● **TASK BRIEF**
Please render every line of the items below as a numbered list, skipping any blank lines and leaving the pictures out.

Bounding-box records:
........
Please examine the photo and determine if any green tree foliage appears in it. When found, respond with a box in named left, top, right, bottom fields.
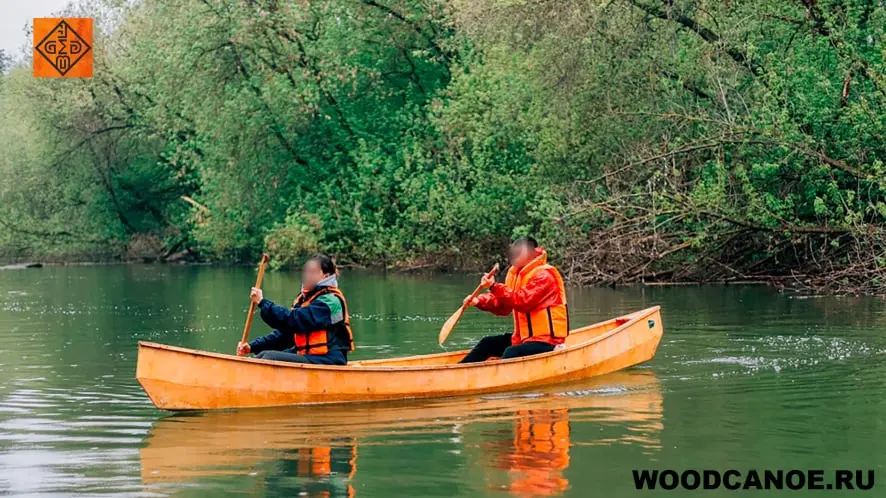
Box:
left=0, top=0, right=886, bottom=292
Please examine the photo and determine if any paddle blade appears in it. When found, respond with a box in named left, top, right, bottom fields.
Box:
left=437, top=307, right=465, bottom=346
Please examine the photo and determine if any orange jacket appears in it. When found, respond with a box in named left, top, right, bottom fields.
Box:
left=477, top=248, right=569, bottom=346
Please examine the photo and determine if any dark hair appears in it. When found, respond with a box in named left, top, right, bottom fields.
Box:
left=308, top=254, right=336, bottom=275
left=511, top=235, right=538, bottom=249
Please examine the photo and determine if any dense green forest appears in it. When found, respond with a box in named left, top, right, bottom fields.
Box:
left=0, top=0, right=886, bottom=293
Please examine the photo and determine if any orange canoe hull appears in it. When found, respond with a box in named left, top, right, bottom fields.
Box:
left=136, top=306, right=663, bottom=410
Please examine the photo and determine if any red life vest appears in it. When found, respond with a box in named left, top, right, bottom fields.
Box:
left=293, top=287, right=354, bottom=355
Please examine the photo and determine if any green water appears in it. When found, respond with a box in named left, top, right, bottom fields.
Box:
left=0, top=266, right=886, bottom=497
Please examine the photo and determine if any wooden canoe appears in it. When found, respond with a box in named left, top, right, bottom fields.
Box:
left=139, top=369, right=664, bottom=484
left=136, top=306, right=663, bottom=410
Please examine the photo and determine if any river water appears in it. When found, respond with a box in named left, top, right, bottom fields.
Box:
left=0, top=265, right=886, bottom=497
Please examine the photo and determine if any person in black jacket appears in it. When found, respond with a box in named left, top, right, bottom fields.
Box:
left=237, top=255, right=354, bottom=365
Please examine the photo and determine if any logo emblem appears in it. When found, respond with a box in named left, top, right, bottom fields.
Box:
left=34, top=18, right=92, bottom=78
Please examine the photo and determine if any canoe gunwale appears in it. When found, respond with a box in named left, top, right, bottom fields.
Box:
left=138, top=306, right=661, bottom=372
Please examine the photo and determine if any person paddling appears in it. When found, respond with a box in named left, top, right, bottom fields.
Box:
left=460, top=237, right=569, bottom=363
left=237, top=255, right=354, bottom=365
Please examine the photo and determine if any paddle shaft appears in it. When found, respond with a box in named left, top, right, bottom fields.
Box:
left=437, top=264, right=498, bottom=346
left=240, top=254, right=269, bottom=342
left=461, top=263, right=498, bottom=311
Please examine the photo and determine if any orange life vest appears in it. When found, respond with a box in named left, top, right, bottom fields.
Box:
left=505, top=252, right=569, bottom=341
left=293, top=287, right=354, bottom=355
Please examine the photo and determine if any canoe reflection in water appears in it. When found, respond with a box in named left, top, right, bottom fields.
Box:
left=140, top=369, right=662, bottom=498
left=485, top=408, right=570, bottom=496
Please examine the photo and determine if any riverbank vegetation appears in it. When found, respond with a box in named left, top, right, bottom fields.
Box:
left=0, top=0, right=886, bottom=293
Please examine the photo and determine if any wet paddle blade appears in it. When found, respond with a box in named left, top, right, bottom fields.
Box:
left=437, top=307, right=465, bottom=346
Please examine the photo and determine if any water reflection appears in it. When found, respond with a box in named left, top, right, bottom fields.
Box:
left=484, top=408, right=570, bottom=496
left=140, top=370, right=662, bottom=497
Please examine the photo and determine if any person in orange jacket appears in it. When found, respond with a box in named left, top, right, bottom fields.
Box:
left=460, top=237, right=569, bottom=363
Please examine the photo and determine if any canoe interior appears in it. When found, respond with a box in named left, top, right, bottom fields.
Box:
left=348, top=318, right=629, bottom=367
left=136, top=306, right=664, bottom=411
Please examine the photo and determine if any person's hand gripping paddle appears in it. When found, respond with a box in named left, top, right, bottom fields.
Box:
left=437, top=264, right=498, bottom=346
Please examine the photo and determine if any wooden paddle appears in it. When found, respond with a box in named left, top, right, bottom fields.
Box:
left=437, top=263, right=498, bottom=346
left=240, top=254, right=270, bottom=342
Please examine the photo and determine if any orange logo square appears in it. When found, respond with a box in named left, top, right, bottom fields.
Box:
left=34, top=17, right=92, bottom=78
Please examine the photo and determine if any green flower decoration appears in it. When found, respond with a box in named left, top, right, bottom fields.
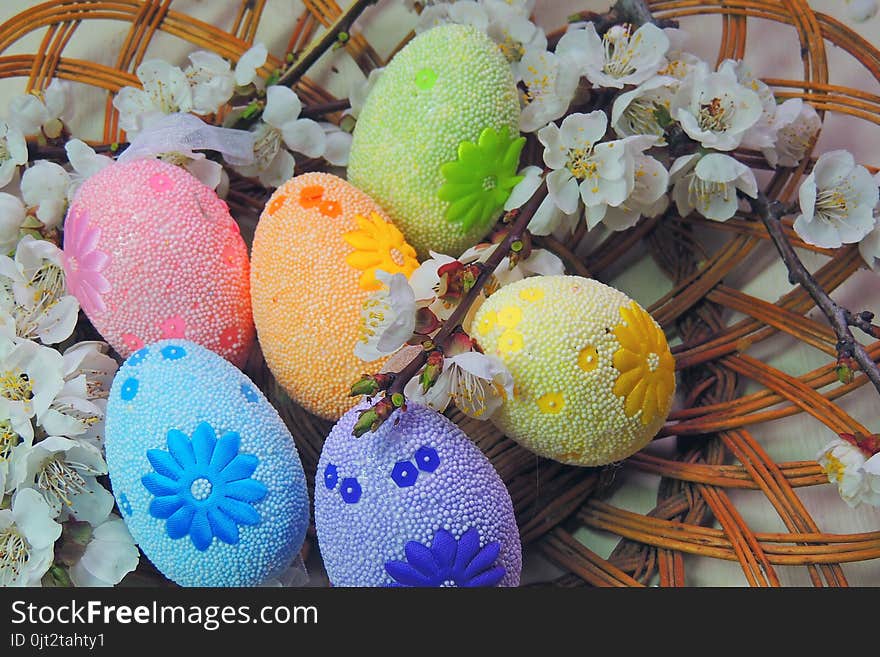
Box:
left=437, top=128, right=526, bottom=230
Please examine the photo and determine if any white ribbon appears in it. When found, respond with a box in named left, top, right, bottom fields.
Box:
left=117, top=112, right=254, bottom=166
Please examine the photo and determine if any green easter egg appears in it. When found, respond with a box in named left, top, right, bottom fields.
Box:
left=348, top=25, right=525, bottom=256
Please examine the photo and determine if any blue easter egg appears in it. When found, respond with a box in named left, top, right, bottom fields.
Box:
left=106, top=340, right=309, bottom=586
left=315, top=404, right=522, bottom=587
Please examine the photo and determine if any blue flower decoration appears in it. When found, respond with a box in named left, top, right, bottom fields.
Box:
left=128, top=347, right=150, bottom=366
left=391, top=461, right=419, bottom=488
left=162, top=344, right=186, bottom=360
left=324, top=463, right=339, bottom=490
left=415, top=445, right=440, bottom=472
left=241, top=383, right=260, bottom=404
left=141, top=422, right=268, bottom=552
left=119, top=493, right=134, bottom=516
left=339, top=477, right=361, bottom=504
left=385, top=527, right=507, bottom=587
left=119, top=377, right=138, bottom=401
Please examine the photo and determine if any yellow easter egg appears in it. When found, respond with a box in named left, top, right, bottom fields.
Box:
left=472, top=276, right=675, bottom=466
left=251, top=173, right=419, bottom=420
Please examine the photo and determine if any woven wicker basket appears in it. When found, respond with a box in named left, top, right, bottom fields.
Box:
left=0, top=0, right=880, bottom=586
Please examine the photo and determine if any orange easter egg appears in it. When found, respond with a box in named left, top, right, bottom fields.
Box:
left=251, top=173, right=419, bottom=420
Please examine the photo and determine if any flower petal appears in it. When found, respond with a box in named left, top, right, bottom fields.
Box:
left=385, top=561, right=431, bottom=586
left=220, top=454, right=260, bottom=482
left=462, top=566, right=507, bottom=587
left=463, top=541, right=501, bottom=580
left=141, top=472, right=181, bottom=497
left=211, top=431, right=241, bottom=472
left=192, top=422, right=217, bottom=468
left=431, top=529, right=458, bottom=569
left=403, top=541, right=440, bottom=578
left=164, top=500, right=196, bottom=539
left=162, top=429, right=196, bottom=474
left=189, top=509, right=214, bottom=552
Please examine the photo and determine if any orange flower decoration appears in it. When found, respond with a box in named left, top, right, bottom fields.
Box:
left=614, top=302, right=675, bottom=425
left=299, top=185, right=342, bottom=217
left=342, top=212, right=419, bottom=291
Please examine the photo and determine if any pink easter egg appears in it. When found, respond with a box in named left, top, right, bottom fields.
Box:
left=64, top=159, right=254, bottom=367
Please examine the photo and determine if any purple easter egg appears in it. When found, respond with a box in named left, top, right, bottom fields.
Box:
........
● **EXERCISE RESULT**
1. Please examine the photo and determine if any green tree foliage appears in it. When found, respond with a box in named left, top, right, bottom fields.
2. Box:
3. left=0, top=0, right=886, bottom=292
4. Please examine the photo and determine if any paddle blade appears in it. When found, respond with a box in named left, top, right, bottom fields.
5. Box:
6. left=437, top=307, right=465, bottom=346
7. Please examine the photo and determine if any orange jacket appears in it. When found, respond with a box in named left, top, right, bottom fields.
8. Box:
9. left=477, top=248, right=569, bottom=346
10. Please examine the photo and determine if any dark hair appears in it. When found, respond with a box in named left, top, right, bottom fields.
11. Box:
12. left=308, top=254, right=336, bottom=275
13. left=511, top=235, right=538, bottom=249
14. Please examine the photo and determine if any dense green forest appears in it. When found, respond with a box in named left, top, right, bottom fields.
15. Box:
16. left=0, top=0, right=886, bottom=293
17. Please examine the photo and determine if any orange canoe hull appears in it. When found, respond with a box in named left, top, right, bottom fields.
18. Box:
19. left=136, top=306, right=663, bottom=410
20. Please examine the photo and determine if any red life vest appears in it. When found, respond with a box in named left, top, right, bottom fields.
21. Box:
22. left=293, top=287, right=354, bottom=355
23. Please examine the photo and determine if any green water appears in it. When found, respond with a box in named left, top, right, bottom fields.
24. Box:
25. left=0, top=266, right=886, bottom=497
26. Please examine the photo and determine if any wooden canoe appears in it. When found, respond with a box in named left, top, right, bottom fields.
27. Box:
28. left=139, top=369, right=664, bottom=484
29. left=136, top=306, right=663, bottom=410
30. Please examine the photo and determine if any river water appears in it. When found, respond with a box in named left, top, right, bottom fields.
31. Box:
32. left=0, top=265, right=886, bottom=497
33. Please examine the photo and determine if any person in black jacket appears in it. When found, respond with a box in named left, top, right, bottom fields.
34. Box:
35. left=237, top=255, right=354, bottom=365
36. Please examine the photo and determine if any logo emblem appears in it. When found, respond with a box in named left, top, right, bottom fields.
37. Box:
38. left=34, top=18, right=92, bottom=78
39. Please examine the photo and determine if any canoe gunwale appears in it. When found, respond with a box in named left, top, right, bottom fields.
40. Box:
41. left=138, top=306, right=661, bottom=372
42. Please examine the photo and determine if any person paddling appears in it. When found, respond with a box in named left, top, right, bottom fields.
43. Box:
44. left=460, top=237, right=569, bottom=363
45. left=237, top=255, right=354, bottom=365
46. Please examine the photo and determine if any paddle shaft appears in it. When found, respond with a box in named left, top, right, bottom fields.
47. Box:
48. left=437, top=264, right=498, bottom=346
49. left=240, top=254, right=269, bottom=342
50. left=461, top=263, right=498, bottom=311
51. Please examine the photo and determine if any orange life vest appears in it. When found, respond with a box in named left, top, right, bottom fields.
52. Box:
53. left=505, top=252, right=569, bottom=341
54. left=293, top=287, right=354, bottom=355
55. Please examine the photo and determine if any canoe reflection in water appears in it. When found, respond with a box in named left, top, right, bottom fields.
56. Box:
57. left=140, top=369, right=662, bottom=498
58. left=485, top=408, right=570, bottom=496
59. Please examine the photo and determine if any riverbank vegetation appears in it. When found, respond with a box in named left, top, right, bottom fields.
60. Box:
61. left=0, top=0, right=886, bottom=293
62. Please examine the photo and determine if any wet paddle blade appears in it. When found, respond with a box in named left, top, right, bottom fields.
63. Box:
64. left=437, top=307, right=465, bottom=346
65. Please examine the photo and determine if any water reflection appears in it. When found, respond with a box in named left, top, right, bottom fields.
66. Box:
67. left=484, top=408, right=570, bottom=496
68. left=140, top=370, right=662, bottom=497
69. Please examine the photo and determine if any person in orange jacket appears in it. When found, respond with a box in named left, top, right, bottom fields.
70. Box:
71. left=460, top=237, right=569, bottom=363
72. Please examine the photo and determine if any canoe interior appears in it. When found, respond with a box in named left, top, right, bottom fields.
73. Box:
74. left=348, top=318, right=629, bottom=367
75. left=136, top=306, right=664, bottom=411
76. Please examine the photo and determine if any person's hand gripping paddle appears in it. When found, respond with a box in named left, top, right, bottom fields.
77. Box:
78. left=437, top=264, right=498, bottom=346
79. Please examine the photo and determine if any wooden paddle appears in it. When found, respond with a box in named left, top, right, bottom fields.
80. Box:
81. left=437, top=263, right=498, bottom=346
82. left=240, top=254, right=270, bottom=342
83. Please examine the photo and determine if any orange logo square appears in it. When found, respond with a box in named left, top, right, bottom fields.
84. Box:
85. left=34, top=17, right=92, bottom=78
86. Please examine the photo and determine if any green flower decoration appears in it. When found, respond with a box in named left, top, right, bottom fields.
87. Box:
88. left=437, top=128, right=526, bottom=230
89. Please examine the photo and determine if any white ribbon appears in it. When found, respond with a box in named left, top, right, bottom fields.
90. Box:
91. left=117, top=112, right=254, bottom=166
92. Please examine the photo and determine if any green easter egg appears in it. When found, respond with a box in named left, top, right, bottom fields.
93. Box:
94. left=348, top=25, right=525, bottom=256
95. Please examine the photo and determine if any blue easter egg appears in it. When found, respond with a box in named left, top, right, bottom fields.
96. Box:
97. left=106, top=340, right=309, bottom=586
98. left=315, top=404, right=522, bottom=587
99. Please examine the photo and determine if any blue flower decoration appears in it. When found, respond with a box in named left, top, right, bottom fields.
100. Box:
101. left=128, top=347, right=150, bottom=366
102. left=391, top=461, right=419, bottom=488
103. left=162, top=344, right=186, bottom=360
104. left=324, top=463, right=339, bottom=490
105. left=415, top=445, right=440, bottom=472
106. left=241, top=383, right=260, bottom=404
107. left=141, top=422, right=268, bottom=552
108. left=119, top=493, right=134, bottom=516
109. left=339, top=477, right=361, bottom=504
110. left=385, top=527, right=507, bottom=587
111. left=119, top=377, right=138, bottom=401
112. Please examine the photo and determine if any yellow easter egg appears in it. When found, respond with a box in named left, top, right, bottom fields.
113. Box:
114. left=472, top=276, right=675, bottom=466
115. left=251, top=173, right=419, bottom=420
116. Please examine the photo and determine if any woven wicker basket appears in it. When found, respond with a box in named left, top, right, bottom fields.
117. Box:
118. left=0, top=0, right=880, bottom=586
119. Please examine the photo and determine if any orange easter egg appears in it. When found, respond with a box in named left, top, right, bottom fields.
120. Box:
121. left=251, top=173, right=419, bottom=420
122. Please examine the photo and determine if any flower petal appears in it. When found, respond with a box in named left, top, right, bottom fields.
123. Box:
124. left=385, top=561, right=431, bottom=586
125. left=220, top=454, right=260, bottom=482
126. left=462, top=566, right=507, bottom=587
127. left=463, top=541, right=501, bottom=580
128. left=141, top=472, right=181, bottom=497
129. left=211, top=431, right=241, bottom=472
130. left=192, top=422, right=217, bottom=468
131. left=431, top=529, right=458, bottom=569
132. left=403, top=541, right=440, bottom=578
133. left=164, top=500, right=196, bottom=539
134. left=162, top=429, right=196, bottom=474
135. left=189, top=509, right=214, bottom=552
136. Please examine the photo and determine if any orange flower decoration appears in it. When found, respond with a box in named left, top, right, bottom fields.
137. Box:
138. left=614, top=302, right=675, bottom=425
139. left=299, top=185, right=342, bottom=217
140. left=342, top=212, right=419, bottom=291
141. Please examine the photo and determine if any pink easter egg appears in it. When found, respond with a box in named left, top, right, bottom fields.
142. Box:
143. left=64, top=159, right=254, bottom=367
144. Please examine the photo and determine if any purple easter egg appears in it. When found, respond with a box in named left, top, right, bottom fields.
145. Box:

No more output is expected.